• **The exercise**:
Locate the line that contains "the sky with", then copy it and all later lines of the data below exactly, through the last one.

• **Data to use**:
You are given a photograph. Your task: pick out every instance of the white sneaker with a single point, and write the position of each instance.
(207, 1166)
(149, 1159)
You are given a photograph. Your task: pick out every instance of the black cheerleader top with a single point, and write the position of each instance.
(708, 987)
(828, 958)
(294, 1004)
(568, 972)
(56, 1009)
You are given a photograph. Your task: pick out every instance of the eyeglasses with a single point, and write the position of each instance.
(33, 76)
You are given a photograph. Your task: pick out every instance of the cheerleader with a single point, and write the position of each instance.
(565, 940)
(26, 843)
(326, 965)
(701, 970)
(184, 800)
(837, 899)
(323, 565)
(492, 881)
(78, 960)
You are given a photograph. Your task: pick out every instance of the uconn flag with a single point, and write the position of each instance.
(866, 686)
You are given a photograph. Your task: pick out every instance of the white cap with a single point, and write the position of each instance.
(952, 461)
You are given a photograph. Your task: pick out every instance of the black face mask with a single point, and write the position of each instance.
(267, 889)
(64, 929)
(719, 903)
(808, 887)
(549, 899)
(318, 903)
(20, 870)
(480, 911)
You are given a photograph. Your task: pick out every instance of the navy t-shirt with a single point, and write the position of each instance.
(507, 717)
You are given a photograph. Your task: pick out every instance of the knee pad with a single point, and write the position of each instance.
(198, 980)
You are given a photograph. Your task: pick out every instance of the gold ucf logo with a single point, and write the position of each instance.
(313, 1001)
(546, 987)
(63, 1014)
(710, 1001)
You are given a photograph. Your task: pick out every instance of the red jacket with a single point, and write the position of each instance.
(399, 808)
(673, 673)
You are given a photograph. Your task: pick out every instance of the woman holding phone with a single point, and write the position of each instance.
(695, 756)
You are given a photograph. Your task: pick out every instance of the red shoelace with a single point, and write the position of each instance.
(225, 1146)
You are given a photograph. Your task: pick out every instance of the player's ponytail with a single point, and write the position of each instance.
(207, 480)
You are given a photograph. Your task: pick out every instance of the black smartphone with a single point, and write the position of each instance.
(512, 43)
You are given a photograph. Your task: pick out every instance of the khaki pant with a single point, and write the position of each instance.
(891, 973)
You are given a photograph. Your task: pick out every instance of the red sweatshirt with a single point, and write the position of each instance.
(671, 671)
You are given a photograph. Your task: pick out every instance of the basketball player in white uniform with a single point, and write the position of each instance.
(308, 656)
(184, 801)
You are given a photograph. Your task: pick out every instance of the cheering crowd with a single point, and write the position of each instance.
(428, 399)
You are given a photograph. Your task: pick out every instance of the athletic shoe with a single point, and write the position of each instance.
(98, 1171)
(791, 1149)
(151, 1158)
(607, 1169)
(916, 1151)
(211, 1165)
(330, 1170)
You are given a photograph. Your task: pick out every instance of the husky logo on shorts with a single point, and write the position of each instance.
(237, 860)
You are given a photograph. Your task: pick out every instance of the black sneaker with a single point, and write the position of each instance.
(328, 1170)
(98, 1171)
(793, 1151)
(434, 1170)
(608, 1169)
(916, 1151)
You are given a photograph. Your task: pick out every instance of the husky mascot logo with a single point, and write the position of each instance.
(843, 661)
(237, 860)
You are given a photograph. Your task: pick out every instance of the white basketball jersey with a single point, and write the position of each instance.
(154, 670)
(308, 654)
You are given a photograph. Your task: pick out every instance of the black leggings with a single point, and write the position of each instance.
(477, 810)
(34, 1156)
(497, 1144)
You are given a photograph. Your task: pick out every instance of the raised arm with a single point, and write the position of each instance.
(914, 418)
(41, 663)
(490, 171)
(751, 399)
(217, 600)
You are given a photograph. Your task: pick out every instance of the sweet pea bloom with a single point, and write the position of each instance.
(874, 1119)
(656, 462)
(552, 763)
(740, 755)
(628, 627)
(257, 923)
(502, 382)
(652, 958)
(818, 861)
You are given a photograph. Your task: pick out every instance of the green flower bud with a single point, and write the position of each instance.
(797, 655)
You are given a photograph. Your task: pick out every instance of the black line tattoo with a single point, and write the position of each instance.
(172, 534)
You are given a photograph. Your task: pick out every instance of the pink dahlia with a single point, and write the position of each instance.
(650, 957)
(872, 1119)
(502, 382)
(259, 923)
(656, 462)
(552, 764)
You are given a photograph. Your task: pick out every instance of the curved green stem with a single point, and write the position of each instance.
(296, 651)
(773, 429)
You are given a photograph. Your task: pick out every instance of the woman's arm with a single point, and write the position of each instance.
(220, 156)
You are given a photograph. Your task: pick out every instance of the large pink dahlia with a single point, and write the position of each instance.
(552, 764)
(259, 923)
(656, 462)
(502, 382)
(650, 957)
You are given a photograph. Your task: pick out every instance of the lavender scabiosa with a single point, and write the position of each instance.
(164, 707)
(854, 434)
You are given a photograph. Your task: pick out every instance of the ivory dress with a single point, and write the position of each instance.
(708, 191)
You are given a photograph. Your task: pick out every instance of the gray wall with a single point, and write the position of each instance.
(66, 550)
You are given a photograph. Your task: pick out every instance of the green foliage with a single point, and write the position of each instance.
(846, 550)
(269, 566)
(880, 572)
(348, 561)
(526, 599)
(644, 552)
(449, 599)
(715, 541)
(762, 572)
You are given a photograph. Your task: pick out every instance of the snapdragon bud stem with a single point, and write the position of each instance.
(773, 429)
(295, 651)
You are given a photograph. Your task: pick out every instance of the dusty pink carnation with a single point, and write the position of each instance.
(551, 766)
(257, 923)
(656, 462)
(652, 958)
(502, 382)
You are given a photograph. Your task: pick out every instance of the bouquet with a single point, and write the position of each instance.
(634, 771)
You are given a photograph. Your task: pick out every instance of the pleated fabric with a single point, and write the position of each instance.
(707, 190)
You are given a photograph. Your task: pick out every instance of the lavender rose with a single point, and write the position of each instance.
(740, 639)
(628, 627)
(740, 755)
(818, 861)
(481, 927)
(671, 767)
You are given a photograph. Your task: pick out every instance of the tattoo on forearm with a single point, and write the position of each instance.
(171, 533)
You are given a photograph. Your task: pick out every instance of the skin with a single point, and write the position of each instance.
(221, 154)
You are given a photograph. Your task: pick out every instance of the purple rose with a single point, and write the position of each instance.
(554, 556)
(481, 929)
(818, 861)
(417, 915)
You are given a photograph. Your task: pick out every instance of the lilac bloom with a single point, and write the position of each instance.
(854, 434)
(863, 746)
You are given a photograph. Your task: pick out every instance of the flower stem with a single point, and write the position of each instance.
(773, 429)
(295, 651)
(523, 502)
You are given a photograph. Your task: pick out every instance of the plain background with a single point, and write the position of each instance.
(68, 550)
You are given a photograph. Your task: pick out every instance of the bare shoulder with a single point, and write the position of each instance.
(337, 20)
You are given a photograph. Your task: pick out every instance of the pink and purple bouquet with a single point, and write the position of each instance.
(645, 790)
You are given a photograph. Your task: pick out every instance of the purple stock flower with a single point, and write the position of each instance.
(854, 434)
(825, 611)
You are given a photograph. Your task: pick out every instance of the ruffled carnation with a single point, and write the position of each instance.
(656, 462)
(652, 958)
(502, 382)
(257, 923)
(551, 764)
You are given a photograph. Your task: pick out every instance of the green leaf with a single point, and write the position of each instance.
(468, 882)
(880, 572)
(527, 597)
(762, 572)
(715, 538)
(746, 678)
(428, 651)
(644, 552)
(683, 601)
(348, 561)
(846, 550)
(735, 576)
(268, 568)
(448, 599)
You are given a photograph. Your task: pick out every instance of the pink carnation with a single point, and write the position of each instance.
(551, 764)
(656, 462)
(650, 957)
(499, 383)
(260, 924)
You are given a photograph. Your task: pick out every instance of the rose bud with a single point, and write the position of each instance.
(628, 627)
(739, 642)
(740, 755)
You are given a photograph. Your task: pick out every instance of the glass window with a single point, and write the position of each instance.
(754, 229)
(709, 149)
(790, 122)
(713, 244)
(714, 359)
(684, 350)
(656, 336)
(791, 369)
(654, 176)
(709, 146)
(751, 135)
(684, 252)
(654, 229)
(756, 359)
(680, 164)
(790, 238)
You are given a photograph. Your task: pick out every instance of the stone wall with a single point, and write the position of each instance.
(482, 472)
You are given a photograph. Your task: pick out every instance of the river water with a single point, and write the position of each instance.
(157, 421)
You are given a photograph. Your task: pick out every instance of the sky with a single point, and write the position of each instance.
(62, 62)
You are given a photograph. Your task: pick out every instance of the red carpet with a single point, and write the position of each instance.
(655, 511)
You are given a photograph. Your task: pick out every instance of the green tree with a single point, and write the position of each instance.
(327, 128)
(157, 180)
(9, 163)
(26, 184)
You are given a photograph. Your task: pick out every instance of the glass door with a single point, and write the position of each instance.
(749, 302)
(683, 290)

• **Result of the task**:
You are given a photograph. Your task: pick out every instance of the sky with a single point, and write the position of each instance.
(62, 62)
You are given a photograph. Your task: pick out every instance of the red carpet with a single point, and write the position of each instance.
(655, 511)
You are given a photograph. Your task: pick out every instance of the green tree with a single point, and write the position of each instance.
(327, 128)
(157, 180)
(9, 163)
(26, 184)
You are given a photograph. Your task: pick out every instance of the glass door with a single point, and write the position of each instance.
(749, 302)
(683, 290)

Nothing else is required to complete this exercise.